───── Material to process ─────

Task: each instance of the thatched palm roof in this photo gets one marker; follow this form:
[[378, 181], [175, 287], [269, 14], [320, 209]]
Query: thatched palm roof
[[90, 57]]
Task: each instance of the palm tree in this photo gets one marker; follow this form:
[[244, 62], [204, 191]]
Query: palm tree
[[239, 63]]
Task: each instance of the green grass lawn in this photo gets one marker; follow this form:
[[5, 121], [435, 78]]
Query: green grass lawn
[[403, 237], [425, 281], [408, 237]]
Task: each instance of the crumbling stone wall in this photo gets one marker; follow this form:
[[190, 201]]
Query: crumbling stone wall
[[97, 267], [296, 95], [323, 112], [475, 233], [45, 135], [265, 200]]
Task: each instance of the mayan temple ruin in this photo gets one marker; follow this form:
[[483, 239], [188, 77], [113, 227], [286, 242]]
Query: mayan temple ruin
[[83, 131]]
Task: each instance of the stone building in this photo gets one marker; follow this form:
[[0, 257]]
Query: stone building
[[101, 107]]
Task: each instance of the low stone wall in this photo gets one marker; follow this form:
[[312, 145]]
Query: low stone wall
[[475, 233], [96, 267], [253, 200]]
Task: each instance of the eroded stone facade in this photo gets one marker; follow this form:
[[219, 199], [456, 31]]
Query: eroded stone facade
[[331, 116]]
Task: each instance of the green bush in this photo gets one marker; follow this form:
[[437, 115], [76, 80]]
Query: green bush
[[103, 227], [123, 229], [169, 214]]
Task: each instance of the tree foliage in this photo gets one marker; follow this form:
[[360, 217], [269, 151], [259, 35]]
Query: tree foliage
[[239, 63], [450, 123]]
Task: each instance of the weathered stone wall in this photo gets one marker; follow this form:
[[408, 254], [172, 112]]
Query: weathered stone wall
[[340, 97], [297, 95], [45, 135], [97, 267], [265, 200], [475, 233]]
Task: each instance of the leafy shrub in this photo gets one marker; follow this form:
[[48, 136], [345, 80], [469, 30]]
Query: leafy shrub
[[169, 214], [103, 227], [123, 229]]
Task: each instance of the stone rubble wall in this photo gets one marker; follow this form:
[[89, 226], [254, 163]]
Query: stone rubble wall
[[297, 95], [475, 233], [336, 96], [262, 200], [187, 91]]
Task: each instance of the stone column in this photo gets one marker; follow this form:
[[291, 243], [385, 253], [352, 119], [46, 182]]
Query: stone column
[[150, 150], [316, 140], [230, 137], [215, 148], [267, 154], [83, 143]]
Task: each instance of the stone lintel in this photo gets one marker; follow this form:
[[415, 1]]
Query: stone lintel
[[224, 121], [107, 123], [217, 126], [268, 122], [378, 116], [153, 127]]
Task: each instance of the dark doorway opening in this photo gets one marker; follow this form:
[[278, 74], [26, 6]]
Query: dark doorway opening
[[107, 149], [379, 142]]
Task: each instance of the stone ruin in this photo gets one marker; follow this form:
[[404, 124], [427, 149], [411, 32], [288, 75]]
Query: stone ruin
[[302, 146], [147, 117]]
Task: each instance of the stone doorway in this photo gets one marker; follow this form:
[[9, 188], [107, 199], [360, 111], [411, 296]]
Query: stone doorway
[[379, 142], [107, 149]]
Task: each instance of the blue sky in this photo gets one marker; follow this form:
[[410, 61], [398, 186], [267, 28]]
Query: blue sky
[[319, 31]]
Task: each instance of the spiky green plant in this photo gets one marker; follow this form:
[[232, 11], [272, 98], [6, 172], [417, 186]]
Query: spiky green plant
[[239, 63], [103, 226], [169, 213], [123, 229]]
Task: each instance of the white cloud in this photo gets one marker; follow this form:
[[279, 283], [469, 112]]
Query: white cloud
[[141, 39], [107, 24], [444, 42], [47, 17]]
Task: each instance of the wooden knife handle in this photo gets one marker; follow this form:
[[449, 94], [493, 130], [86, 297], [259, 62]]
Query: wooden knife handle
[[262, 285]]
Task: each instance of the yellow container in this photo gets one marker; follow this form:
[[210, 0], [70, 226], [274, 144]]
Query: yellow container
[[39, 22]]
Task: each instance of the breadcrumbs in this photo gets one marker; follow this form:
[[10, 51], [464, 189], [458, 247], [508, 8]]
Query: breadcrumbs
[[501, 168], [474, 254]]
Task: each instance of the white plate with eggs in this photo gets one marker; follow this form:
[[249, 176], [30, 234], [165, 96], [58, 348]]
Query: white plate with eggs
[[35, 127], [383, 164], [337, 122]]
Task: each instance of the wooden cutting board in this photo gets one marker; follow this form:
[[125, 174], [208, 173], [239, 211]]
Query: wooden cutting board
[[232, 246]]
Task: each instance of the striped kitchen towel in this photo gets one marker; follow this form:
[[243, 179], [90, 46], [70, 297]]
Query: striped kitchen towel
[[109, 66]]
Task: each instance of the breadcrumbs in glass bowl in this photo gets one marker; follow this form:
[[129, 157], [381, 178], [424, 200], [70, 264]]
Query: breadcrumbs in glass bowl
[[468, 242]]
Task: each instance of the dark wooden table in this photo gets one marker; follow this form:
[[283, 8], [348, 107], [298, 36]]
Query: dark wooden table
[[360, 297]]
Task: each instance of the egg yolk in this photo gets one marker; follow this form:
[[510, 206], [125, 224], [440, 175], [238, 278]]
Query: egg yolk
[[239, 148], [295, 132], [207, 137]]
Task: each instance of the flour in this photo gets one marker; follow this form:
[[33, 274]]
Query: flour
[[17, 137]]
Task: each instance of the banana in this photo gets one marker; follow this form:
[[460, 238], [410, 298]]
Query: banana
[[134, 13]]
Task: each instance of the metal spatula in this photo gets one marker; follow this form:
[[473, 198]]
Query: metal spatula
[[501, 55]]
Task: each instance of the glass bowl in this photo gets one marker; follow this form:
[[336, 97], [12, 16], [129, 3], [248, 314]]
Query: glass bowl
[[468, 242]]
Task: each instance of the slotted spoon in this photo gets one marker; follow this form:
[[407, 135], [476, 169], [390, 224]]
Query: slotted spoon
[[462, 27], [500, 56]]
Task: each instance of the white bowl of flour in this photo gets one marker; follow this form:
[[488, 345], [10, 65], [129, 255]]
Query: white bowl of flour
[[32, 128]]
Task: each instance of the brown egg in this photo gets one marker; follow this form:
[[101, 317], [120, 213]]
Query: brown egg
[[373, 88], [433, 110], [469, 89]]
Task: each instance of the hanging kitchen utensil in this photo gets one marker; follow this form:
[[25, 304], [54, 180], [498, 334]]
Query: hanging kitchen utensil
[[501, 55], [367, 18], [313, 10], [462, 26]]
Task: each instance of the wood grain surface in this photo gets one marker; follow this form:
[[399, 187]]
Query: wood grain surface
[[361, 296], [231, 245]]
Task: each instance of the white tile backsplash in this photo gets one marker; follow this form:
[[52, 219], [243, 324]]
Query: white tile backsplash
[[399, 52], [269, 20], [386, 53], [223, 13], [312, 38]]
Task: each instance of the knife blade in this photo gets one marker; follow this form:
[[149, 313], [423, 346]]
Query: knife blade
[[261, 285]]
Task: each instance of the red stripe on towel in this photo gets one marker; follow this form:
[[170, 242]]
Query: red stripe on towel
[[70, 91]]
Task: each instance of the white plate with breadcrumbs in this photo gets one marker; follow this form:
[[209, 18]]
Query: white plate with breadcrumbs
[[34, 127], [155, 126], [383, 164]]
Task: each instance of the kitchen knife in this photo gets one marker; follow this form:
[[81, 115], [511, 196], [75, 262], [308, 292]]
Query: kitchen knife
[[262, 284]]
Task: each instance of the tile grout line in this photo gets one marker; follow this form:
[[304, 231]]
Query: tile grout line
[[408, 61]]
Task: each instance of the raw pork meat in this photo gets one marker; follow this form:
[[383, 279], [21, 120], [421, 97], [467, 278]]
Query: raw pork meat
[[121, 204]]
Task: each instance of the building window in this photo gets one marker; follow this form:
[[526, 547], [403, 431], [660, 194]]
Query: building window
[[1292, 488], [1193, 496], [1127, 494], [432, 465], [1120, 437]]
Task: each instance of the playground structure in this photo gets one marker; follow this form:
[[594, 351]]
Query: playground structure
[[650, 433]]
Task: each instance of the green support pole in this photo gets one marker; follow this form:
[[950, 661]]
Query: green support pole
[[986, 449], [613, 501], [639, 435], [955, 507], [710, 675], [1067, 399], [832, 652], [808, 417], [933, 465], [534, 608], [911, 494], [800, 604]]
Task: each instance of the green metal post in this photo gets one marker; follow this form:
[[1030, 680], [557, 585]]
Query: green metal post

─────

Quote verbatim the portion of the entries above that begins with the line containing "Task: each instance of the dark wooden" and ends with the line containing "[[373, 88], [433, 110], [469, 89]]", including both of those lines.

• **Written response**
Task: each instance of the dark wooden table in this photo gets one marker; follow this form:
[[283, 8], [348, 107], [298, 36]]
Query: dark wooden table
[[360, 297]]
Task: each instance of the egg yolk in this photo gets one marker; follow this form:
[[510, 206], [125, 224], [440, 175], [238, 278]]
Query: egg yolk
[[239, 148], [295, 132], [207, 137]]
Task: each instance of the flour in this photo gets one marker; follow this form:
[[33, 274]]
Query: flour
[[17, 137]]
Task: each instance of the banana in this photo gets one marker; follow this form:
[[460, 238], [410, 298]]
Query: banana
[[134, 13]]
Task: each instance of the metal spatula in this photo gets one marker; follow this form:
[[473, 198]]
Query: metal spatula
[[501, 55]]
Task: each instance of the glass bowl in this photo gets one marker; follow this form:
[[336, 97], [12, 16], [129, 3], [248, 314]]
Query: glass bowl
[[468, 242]]
Task: each instance of the slotted spoon in this photo gets one marker; follow this form:
[[407, 135], [476, 169], [390, 224]]
Query: slotted spoon
[[462, 27], [500, 56]]
Task: each instance of the white bowl of flour in this photo gets one marker; follow this form:
[[488, 345], [10, 65], [129, 255]]
Query: white bowl of flour
[[32, 128]]
Task: each instance of the brown egg in this photo gets one marker; follow this form:
[[101, 317], [120, 213]]
Query: brown egg
[[373, 88], [433, 110], [469, 89]]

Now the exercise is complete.